6. Comme dans le domaine spéculatif un argument faux, bien qu’il prenne son origine dans les principes, ne tient pas néanmoins sa fausseté des premiers principes mais d’une mauvaise utilisation des principes, il en va de même aussi dans l’ordre pratique et par conséquent le raisonnement ne tient pas.
7. Au livre XII, 12 de son ouvrage sur la Trinité, saint Augustin montre la faiblesse de cet argument. Il dit que l’homme tout entier est condamné pour le péché de la seule raison inférieure et cela parce que l’une et l’autre raison appartiennent à une même personne qui seule pèche à proprement parler. Ainsi la peine s’adresse à la personne et non à la Puissance, sauf pour autant que la puissance appartient à la Personne; en effet pour le péché qu’un homme a commis en n’y engageant qu’une partie de son être c’est la personne de l’homme qui mérite d’être châtiée, eu égard à tout ce qui fait corps avec elle. Il en va de même, d’ailleurs, devant les juridictions séculières; pour l’homicide que l’homme commet de sa main, la main n’est pas seule punie.





ARTICLE 3: La syndérèse peut-elle s’éteindre chez certains?

1603



Objections:
1. Il le semble bien. Sur ce verset du Psaume "Ils sont corrompus, ils font des actions abominables", une glose (Glose du Lombard ou glose interlinéaire sur
Ps 52,2) signale "Corrompus, c’est-à-dire privés de toute lumière de raison". Puisque la lumière de la syndérèse est la lumière de raison, c’est donc que la syndérèse s’éteint chez certains.

EXTRAIT DES DONNÉES -
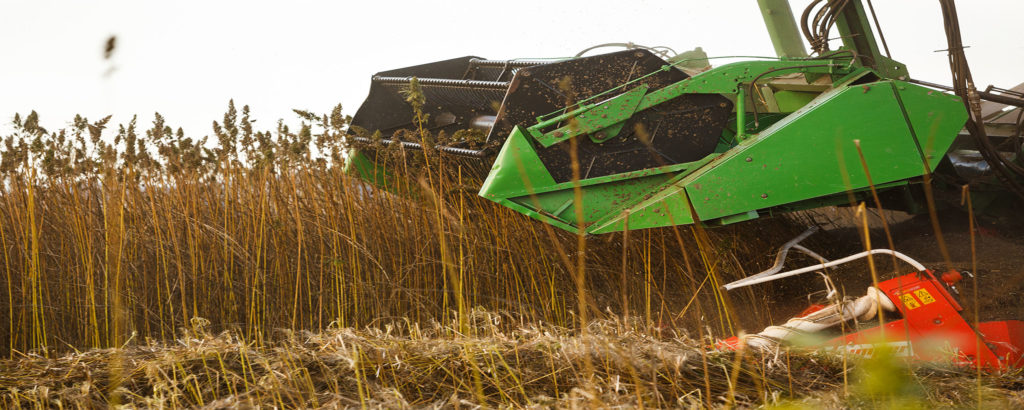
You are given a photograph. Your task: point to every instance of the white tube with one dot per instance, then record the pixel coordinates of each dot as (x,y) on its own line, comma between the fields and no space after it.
(754,281)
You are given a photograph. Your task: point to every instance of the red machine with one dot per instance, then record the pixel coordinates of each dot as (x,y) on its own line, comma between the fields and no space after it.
(921,319)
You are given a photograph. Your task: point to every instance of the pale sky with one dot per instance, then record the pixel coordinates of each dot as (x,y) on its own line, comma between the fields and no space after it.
(186,58)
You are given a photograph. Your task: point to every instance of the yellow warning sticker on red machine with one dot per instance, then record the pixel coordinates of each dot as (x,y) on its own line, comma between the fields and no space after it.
(924,296)
(909,301)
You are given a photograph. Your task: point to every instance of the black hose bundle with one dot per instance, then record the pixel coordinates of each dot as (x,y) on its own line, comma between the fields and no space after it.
(1008,171)
(816,29)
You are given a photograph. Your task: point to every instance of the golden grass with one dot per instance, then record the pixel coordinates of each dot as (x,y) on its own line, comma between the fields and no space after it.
(157,271)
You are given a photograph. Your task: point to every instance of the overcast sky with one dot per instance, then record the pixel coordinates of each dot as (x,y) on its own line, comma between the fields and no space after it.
(186,58)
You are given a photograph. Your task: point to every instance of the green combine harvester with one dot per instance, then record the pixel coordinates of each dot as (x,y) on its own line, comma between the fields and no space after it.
(651,141)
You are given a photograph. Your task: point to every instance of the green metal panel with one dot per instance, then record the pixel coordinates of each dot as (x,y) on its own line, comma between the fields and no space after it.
(517,169)
(782,28)
(930,126)
(812,154)
(356,163)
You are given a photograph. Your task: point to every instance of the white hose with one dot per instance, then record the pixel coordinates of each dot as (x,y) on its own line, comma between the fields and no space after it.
(762,279)
(864,308)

CONSIGNE 1 - Selon l'extrait du document, à qui s'adresse la peine, et non à la puissance ?
CONSIGNE 2 - Restituez tel quel le passage de l'extrait du document compris entre « 7. Au livre » et « s’éteindre chez certains? », bornes incluses.

RÉPONSE RÉDIGÉE 1 - La peine s'adresse à la personne.

RÉPONSE RÉDIGÉE 2 -
7. Au livre XII, 12 de son ouvrage sur la Trinité, saint Augustin montre la faiblesse de cet argument. Il dit que l’homme tout entier est condamné pour le péché de la seule raison inférieure et cela parce que l’une et l’autre raison appartiennent à une même personne qui seule pèche à proprement parler. Ainsi la peine s’adresse à la personne et non à la Puissance, sauf pour autant que la puissance appartient à la Personne; en effet pour le péché qu’un homme a commis en n’y engageant qu’une partie de son être c’est la personne de l’homme qui mérite d’être châtiée, eu égard à tout ce qui fait corps avec elle. Il en va de même, d’ailleurs, devant les juridictions séculières; pour l’homicide que l’homme commet de sa main, la main n’est pas seule punie.





ARTICLE 3: La syndérèse peut-elle s’éteindre chez certains?